(Lines of data)
───

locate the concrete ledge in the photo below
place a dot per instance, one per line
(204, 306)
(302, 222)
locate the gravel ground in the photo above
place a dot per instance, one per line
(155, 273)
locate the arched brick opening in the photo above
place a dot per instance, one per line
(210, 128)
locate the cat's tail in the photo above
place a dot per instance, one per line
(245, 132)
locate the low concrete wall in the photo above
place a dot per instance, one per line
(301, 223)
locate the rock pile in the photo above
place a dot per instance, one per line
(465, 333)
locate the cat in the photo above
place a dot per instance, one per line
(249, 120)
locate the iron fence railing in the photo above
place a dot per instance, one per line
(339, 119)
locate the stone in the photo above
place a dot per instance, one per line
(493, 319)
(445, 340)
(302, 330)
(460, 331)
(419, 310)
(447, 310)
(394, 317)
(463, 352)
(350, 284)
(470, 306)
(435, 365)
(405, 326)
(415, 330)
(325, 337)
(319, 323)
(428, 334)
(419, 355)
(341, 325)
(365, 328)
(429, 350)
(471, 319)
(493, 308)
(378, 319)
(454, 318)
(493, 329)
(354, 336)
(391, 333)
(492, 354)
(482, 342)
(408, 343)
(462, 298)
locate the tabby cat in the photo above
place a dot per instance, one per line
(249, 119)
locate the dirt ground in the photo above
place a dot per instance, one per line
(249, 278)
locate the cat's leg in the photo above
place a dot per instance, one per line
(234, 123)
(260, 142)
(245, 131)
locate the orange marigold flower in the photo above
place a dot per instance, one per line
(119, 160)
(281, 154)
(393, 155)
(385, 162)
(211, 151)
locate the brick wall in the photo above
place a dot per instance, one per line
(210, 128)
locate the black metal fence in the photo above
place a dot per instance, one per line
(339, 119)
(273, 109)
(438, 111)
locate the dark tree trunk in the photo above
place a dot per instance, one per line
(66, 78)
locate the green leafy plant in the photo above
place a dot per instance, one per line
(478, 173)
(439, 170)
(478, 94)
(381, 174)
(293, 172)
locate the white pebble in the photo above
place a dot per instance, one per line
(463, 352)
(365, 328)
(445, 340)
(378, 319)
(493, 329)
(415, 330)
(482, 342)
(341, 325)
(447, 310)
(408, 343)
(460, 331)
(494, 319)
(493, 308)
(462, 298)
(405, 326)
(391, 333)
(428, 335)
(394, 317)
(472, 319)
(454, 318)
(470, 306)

───

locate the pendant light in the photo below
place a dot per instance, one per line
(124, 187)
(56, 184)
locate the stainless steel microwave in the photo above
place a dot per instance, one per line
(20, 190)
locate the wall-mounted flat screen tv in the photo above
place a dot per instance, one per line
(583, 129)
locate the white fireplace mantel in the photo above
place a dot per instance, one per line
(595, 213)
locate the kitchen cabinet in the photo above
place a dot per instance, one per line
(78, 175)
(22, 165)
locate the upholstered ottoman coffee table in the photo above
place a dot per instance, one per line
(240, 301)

───

# [Do this]
Find each line in the records above that contains the string "wall", and copy those lines in full. Treat the match as case-sensitive.

# [Solution for this task]
locate the low concrete wall in the photo above
locate the brick wall in the photo above
locate the wall-mounted flat screen tv in the photo above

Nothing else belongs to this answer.